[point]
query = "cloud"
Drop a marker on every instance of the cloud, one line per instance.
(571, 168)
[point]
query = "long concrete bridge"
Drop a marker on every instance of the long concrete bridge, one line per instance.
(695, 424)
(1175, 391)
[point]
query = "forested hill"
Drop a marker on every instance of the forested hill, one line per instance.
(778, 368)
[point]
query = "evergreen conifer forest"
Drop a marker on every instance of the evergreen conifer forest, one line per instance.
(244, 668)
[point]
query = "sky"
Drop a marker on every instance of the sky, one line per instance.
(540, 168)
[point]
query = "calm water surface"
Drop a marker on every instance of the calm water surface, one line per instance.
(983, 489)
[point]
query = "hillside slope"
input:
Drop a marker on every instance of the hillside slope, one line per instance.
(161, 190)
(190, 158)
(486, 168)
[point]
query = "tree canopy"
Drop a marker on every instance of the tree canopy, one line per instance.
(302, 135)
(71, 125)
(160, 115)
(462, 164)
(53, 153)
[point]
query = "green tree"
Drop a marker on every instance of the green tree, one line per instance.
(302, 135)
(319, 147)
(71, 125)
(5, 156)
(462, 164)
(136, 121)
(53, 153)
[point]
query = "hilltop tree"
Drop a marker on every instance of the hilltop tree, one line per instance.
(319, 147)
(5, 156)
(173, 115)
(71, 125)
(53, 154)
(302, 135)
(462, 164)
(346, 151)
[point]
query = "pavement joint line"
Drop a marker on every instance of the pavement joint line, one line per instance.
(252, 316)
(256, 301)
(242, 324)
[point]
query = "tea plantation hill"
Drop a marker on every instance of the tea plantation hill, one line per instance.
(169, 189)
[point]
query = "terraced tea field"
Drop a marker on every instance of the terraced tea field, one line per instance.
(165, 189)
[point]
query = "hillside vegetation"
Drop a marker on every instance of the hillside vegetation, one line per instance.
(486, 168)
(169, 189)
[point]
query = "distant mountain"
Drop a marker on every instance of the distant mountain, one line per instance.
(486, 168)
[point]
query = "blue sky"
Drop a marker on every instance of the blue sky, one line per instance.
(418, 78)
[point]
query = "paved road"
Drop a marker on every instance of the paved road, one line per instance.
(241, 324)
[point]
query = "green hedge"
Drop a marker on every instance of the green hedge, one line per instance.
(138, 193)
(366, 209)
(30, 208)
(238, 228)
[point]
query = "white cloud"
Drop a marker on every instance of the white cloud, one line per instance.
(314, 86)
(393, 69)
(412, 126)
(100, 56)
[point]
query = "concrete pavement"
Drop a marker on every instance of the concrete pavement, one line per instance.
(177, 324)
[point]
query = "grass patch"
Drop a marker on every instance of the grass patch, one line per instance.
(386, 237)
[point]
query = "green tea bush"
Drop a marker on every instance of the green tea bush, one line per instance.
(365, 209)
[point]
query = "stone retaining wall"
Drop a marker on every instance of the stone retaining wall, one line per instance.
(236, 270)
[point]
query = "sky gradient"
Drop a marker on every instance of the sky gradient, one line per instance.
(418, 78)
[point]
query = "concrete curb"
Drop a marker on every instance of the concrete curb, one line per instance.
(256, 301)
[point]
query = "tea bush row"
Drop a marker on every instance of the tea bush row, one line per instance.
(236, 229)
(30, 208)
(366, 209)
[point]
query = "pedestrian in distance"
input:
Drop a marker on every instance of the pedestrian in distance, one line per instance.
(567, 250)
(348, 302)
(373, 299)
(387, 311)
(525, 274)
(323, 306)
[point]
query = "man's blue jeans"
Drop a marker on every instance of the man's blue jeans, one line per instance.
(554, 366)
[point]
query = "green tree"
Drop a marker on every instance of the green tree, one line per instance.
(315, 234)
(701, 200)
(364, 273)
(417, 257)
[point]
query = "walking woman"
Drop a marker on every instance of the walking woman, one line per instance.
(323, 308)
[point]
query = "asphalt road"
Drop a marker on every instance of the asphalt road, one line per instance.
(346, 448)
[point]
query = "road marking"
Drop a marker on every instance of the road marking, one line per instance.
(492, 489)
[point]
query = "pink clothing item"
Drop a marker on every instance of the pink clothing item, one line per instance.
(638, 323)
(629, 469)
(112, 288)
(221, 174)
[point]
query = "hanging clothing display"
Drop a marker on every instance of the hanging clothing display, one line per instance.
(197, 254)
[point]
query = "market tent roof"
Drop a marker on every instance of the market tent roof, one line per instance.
::::
The exercise
Every entry must be output again, exactly as written above.

The answer
[point]
query = "cloud"
Drop a marker on every instance of the cloud, one line per instance.
(571, 168)
[point]
query = "long concrete bridge"
Drop a marker on every instance of the long concrete bridge, one line per instance.
(695, 424)
(1175, 391)
[point]
query = "forested hill"
Drop a marker on every instance of the forested hill, one line per instance.
(778, 368)
[point]
query = "evergreen conifer forest"
Drop a marker on every instance of the evergreen conifer forest, one line per instance.
(244, 668)
[point]
query = "sky"
Drop a marker on every instance of the sky, one line per instance.
(540, 168)
[point]
query = "calm water surface"
Drop a marker on every instance of the calm water surface, one line per instance.
(983, 489)
[point]
query = "hillside slope"
input:
Drop a marker on every instance of the hillside slope, one line per instance.
(161, 190)
(190, 158)
(486, 168)
[point]
query = "tree canopy"
Drop a marker on every instance of the tree canopy, one line per instance.
(302, 135)
(71, 125)
(160, 115)
(462, 164)
(53, 153)
[point]
query = "green tree"
Drop a marker on every instance of the green tree, one line per instance.
(302, 135)
(319, 147)
(71, 125)
(5, 156)
(462, 164)
(136, 121)
(53, 153)
[point]
query = "hilltop tree"
Drop a marker on every instance of the hilltop tree, one line per instance.
(319, 147)
(5, 156)
(173, 115)
(71, 125)
(53, 154)
(302, 135)
(462, 164)
(346, 151)
[point]
query = "pavement joint line"
Drop a marker on every instance of the pavement joint line, one line per instance.
(252, 316)
(256, 301)
(242, 324)
[point]
query = "tea plantation hill"
Drop a marker on every instance of the tea plantation hill, one line per instance.
(169, 189)
[point]
query = "terraced tea field"
Drop a marker on every instance of the terraced tea field, one line per instance.
(165, 189)
[point]
query = "hillside vegetation"
Drop a marker on every instance of the hillside vegetation, one line per instance.
(486, 168)
(169, 189)
[point]
query = "distant mountain"
Drop a marker on every instance of the distant mountain, one line per instance.
(486, 168)
[point]
query = "blue sky"
Drop a marker on every instance of the blue sky, one line per instance.
(418, 78)
[point]
query = "paved road"
Drop a marker on every instance of the paved road, one line per instance.
(241, 324)
[point]
query = "green hedge"
Drop a marker on every instance of the green hedge, one line per instance.
(138, 193)
(366, 209)
(30, 208)
(238, 228)
[point]
query = "white cloud"
Drop a marker on every instance of the white cloud, one line per instance.
(314, 86)
(393, 69)
(412, 126)
(100, 56)
[point]
query = "concrete pavement"
Drop a marker on every instance of the concrete pavement, one line per instance.
(177, 324)
[point]
query = "grass patch"
Drop a marker on every instance of the grass patch, one line per instance.
(386, 237)
[point]
query = "green tea bush"
Drop a marker on every instance of the green tea bush, one line per instance.
(365, 209)
[point]
query = "stone retaining wall"
Drop a marker on every instance of the stone retaining wall, one line per instance.
(236, 270)
[point]
query = "sky gradient"
Drop a marker on every instance of the sky gradient, one line per instance.
(418, 78)
[point]
query = "concrete curb"
Drop a marker on every instance of the concrete curb, one line per instance.
(256, 301)
[point]
query = "tea bush row"
Drop a marker on every instance of the tea bush row, one line per instance.
(236, 229)
(30, 208)
(366, 209)
[point]
query = "pedestrian in distance"
input:
Drop a marker on every instance of the pedestrian in distance, one line per instance.
(567, 250)
(348, 302)
(373, 299)
(387, 311)
(525, 274)
(323, 306)
[point]
query = "man's blue jeans"
Drop a marker on every instance of the man's blue jeans, one line per instance.
(554, 366)
[point]
query = "green tree"
Drop a marker on every instance of the green tree, one line per instance.
(315, 234)
(701, 200)
(364, 273)
(417, 257)
[point]
query = "walking woman"
Drop a marker on every instance of the walking woman, one line per instance.
(323, 308)
[point]
query = "asphalt road"
Drop a marker on every instance of the asphalt road, one line per instance.
(346, 448)
[point]
query = "road marking"
Drop a marker on every instance of the road marking, one line per instance.
(492, 489)
[point]
query = "pink clothing item"
Drop a marker on every instance of the pink clothing item, one line per instance.
(638, 323)
(629, 469)
(112, 288)
(221, 174)
[point]
query = "hanging clothing display"
Drop a marker on every instance of the hanging clothing display, one line per instance.
(197, 254)
[point]
query = "market tent roof"
Drop a marker on every instance of the market tent roof, one line per instance.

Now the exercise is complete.